Like a cocktail party ...
• when people show interest in each other's situations, it quickly becomes fun, engaging, & informative
• when people just want to talk about their own stuff, others usually quickly lose interest smiley

Q. I have some old copper pots that my grandmother used in Damascus Syria, she is now 102 years old, she and my father recount a hand tinning process where when they could see the copper coming through the cookware they would send it to the chap for re tinning, dad remembers a guy heating the pans up and then wiping them with a cloth with some substance and the finished product being shiny and new looking. From a historical point of view just wondering what the process was.

Thank you and regards,

Peter Malavisi
hobbyist - Busselton, Western Australia, Australia
2003


Vintage Tinned Copper Pots on eBay

A. You must use nontoxic flux (tallow or rosin) and pure tin (lead free!).

### OBJECTIVE 1
Quote the entries line for line, starting at the line containing "Find the grass" and ending at the final line of the entries, with both of those lines included.
The entries have no connection to the copper-tinning text.

### ENTRIES PROVIDED
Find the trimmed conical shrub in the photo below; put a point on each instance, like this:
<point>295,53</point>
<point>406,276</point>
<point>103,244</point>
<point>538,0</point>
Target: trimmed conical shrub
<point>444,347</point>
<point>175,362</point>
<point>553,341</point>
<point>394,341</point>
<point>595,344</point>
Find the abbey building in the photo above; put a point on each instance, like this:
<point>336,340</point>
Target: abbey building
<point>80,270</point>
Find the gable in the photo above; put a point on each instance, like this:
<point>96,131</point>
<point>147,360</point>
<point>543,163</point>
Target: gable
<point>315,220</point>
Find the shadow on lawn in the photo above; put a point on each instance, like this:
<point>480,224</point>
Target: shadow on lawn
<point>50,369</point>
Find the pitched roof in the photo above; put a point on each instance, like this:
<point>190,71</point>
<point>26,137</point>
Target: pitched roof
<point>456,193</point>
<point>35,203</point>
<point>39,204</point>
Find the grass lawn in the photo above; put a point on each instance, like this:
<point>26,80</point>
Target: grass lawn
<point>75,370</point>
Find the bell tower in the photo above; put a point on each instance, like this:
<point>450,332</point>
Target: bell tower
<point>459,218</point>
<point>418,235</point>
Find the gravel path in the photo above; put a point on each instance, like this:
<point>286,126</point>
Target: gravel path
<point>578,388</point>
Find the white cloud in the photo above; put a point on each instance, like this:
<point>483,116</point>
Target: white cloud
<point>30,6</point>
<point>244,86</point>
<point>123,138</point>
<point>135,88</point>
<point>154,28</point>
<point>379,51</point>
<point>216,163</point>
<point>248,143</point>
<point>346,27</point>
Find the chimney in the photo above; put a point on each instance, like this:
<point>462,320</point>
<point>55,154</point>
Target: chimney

### OBJECTIVE 2
In the copper-tinning text, what kind of flux does the reply say to use?

### PROBLEM SOLUTION 1
Find the grass lawn in the photo above; put a point on each instance, like this:
<point>26,80</point>
Target: grass lawn
<point>75,370</point>
Find the bell tower in the photo above; put a point on each instance, like this:
<point>450,332</point>
Target: bell tower
<point>459,218</point>
<point>418,235</point>
Find the gravel path in the photo above; put a point on each instance, like this:
<point>286,126</point>
Target: gravel path
<point>578,388</point>
Find the white cloud in the photo above; put a point on each instance, like this:
<point>483,116</point>
Target: white cloud
<point>30,6</point>
<point>244,86</point>
<point>123,138</point>
<point>135,88</point>
<point>154,28</point>
<point>379,51</point>
<point>216,163</point>
<point>248,143</point>
<point>346,27</point>
Find the chimney in the photo above; put a point on each instance, like this:
<point>462,320</point>
<point>55,154</point>
Target: chimney

### PROBLEM SOLUTION 2
Nontoxic flux, either tallow or rosin.